AIM:
Copy the lines of every record below with "dark cap" substituted for "black hat", leaving all other text unchanged, and omit the pictures from your answer.

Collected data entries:
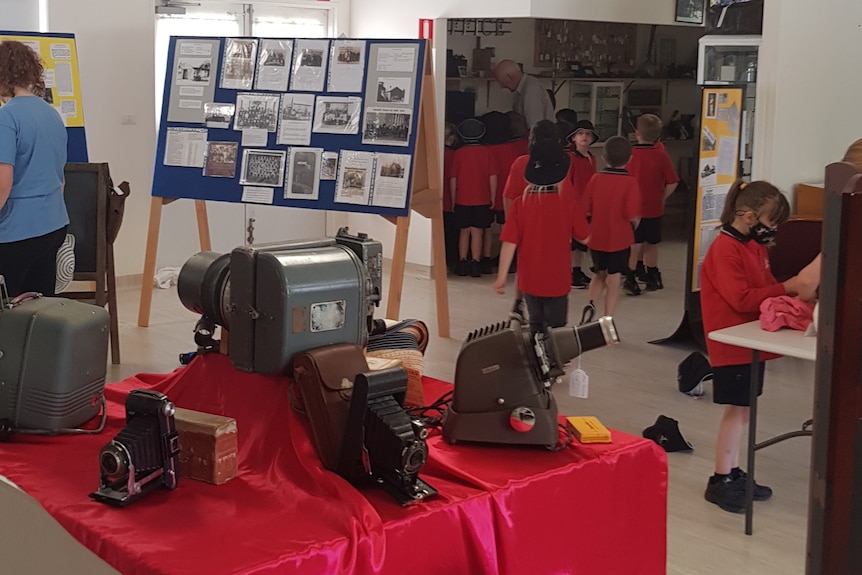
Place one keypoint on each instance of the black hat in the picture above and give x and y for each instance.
(471, 130)
(548, 165)
(692, 372)
(586, 126)
(666, 433)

EXERCISE OUTPUT:
Place one keypoint on each instance of the dark cap in the picture above and give x and y for each instance.
(471, 130)
(548, 165)
(692, 372)
(586, 126)
(666, 433)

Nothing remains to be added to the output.